EXERCISE BRIEF: Without the pictures, write out all the lines below exactly as they appear.

DATA FOR THE TASK:
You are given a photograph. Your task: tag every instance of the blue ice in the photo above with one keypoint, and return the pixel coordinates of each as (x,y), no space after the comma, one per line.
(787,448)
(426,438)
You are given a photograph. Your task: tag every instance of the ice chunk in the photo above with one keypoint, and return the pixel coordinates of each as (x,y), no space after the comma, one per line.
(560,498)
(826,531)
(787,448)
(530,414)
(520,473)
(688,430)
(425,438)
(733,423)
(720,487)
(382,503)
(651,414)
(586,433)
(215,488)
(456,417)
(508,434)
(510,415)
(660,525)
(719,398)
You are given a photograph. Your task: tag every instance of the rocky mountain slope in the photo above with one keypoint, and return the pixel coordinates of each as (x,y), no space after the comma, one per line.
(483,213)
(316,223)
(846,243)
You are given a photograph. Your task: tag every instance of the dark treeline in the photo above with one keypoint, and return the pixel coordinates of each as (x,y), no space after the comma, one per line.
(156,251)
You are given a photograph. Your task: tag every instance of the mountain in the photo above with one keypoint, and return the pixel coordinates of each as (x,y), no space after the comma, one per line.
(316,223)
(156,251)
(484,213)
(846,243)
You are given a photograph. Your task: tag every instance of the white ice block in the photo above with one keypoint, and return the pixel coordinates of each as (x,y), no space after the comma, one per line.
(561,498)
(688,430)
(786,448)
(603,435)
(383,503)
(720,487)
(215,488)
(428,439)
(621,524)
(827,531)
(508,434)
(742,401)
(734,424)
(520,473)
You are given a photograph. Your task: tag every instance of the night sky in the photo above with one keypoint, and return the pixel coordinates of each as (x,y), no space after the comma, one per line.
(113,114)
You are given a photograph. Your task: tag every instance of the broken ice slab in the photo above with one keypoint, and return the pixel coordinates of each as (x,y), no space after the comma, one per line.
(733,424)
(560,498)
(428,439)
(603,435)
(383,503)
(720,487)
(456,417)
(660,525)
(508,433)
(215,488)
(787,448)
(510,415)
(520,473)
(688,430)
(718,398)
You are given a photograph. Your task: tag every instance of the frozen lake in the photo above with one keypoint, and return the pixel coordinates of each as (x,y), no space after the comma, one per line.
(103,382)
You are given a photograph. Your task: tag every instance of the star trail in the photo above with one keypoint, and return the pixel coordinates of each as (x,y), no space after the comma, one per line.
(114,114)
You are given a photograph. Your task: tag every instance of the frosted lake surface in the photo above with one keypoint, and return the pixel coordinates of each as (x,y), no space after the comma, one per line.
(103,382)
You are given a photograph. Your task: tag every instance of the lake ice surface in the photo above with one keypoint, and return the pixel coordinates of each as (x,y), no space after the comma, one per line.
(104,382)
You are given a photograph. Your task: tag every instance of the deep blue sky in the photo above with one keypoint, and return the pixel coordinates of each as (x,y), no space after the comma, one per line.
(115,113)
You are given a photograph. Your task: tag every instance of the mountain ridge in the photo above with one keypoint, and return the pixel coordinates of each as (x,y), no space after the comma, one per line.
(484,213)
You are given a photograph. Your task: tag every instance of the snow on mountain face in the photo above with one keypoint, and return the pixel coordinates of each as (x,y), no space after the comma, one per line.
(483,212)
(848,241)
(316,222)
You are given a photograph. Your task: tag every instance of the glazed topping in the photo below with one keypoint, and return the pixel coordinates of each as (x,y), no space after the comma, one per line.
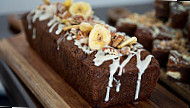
(177,57)
(91,34)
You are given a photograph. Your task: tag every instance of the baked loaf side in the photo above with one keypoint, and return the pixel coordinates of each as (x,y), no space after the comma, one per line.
(107,70)
(178,67)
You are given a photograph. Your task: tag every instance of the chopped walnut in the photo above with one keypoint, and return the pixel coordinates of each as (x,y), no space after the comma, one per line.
(81,34)
(110,51)
(125,50)
(118,40)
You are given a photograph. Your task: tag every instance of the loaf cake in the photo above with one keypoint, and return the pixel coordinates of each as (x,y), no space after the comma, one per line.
(162,9)
(178,66)
(104,66)
(114,14)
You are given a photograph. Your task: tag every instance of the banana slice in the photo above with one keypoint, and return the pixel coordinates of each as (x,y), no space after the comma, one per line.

OUTPUT FOR THIS TASK:
You are given a photograph. Your task: tag every instance of the blue ice in the photo above with one keypoint, and return the pixel coordinates of each as (x,y), no space after the comma, one per line.
(787,448)
(426,438)
You are given a photograph. Your task: tag every instance of the ice chunk in the photo above with one keypoint, and return the pixel coordinates of each as (x,y), no space after the comma, one per line.
(560,498)
(826,531)
(787,448)
(530,414)
(520,473)
(688,430)
(425,438)
(733,423)
(720,487)
(382,503)
(651,414)
(586,433)
(215,488)
(456,417)
(508,434)
(510,415)
(660,525)
(719,398)
You are given a photograph. Your task: tag every instance of the rocky mountain slope in the photo above with one keypoint, and return the pixel coordinates of each as (x,y), no space after the comma, one per line.
(483,213)
(316,223)
(846,243)
You are given a photograph. Your task: tag every instance of the dark treeline in the photo above with one keypoint, and return the pixel coordinates of each as (x,y), no space after the comma, one per line.
(156,251)
You are given a photograph. Your task: tag every instance of the mountain in the photo above with one keypoint, and return the pixel coordinates of each as (x,y), no space after the comma, one per line.
(316,223)
(156,251)
(484,213)
(846,243)
You are given a photograph. Your task: tag every instance of the white ice block in the photo above with one keypoint, and return the pixel coordinates of each as (x,y), no space after the comma, one per line.
(561,498)
(688,430)
(786,448)
(603,435)
(383,503)
(720,487)
(215,488)
(428,439)
(621,524)
(827,531)
(508,434)
(742,401)
(734,424)
(520,473)
You are given a photograph. Your task: tag every instance of the night sky in the photo above with one keypoint, and return the pixel coordinates of each as (x,y), no space after the comma, one per line.
(113,114)
You are given a photograph. Your task: tag every instance of the broken ice slab in the photo above with one keypoint, and return the pixel coordinates of each as (x,y), no space after the comma, one per line.
(733,424)
(560,498)
(428,439)
(603,435)
(383,503)
(720,487)
(456,417)
(660,525)
(508,433)
(215,488)
(787,448)
(510,415)
(520,473)
(688,430)
(718,398)
You are given a photograph. Your task: tag every instance of the frozen lake in the photo above with one keypoint, and return the pixel coordinates of each as (x,y), no space after the comma, one per line.
(103,382)
You are given a photograph. Your task: tag every instance of the star trail in the photo above with one keypoint, and return the pixel coordinates of each as (x,y), no space after the comma, one per line.
(114,114)
You are given a photograph. Your task: tag every instance of the frosted lake surface in the photo above with one keypoint, and return the pixel coordinates of each as (x,y), no space after the comma, one per line.
(103,382)
You are given a photograph. Your task: tag every instance of the lake ice surface in the photo above with one keypoint, and return the pixel coordinates of each as (x,y), no space after the comma, one per line.
(104,382)
You are given a photograph. Your task: tag every instance of the deep blue sky in the photo above with one keypoint, and return the pixel coordinates of each as (x,y), no space after the comma, one per line.
(115,113)
You are given a photograph. Your task: tag every instance of the mountain ridge in the photo above with one keypoint, and return the pixel coordinates of each as (x,y), no space after the comma, one per line.
(484,213)
You are given a photograph. Your task: tag every instance of the snow on mountain face in the photo above with one keypoint, and return the pixel coordinates of each as (x,y), no space after the comma, one per line.
(483,212)
(848,241)
(316,222)
You are given a photograph. Your task: tag every instance of the glazed topping in the photo below with one keypoint, and return the pixel coordinates of each as (x,y), no space after the comma, one per line.
(177,57)
(91,34)
You are given a photograph. Your task: tag every instance of the baked loaf side in the photo above with one keypoint, and return the pixel coordinates of each as (x,y), no space after the comma, one per line.
(107,70)
(178,67)
You are given a photograph. Your task: tag every instance of the chopped walnut in the photo above with one keypoint, and return the pixel coordinates of each as (x,y), no space after the comma, one per line.
(81,34)
(110,51)
(125,50)
(118,40)
You are given a photograph. Your task: tag every instance of the loaf cake in the photo above with one keypoint, and return the pixel coordinates of each as (x,y), no space after the comma, one per line.
(162,9)
(178,66)
(104,66)
(114,14)
You are given a photograph. Your task: tag every instance of the banana slice in the photo above with one keypoint, and return the pixel coordinates of each as (x,y), no space after the comma, one per line.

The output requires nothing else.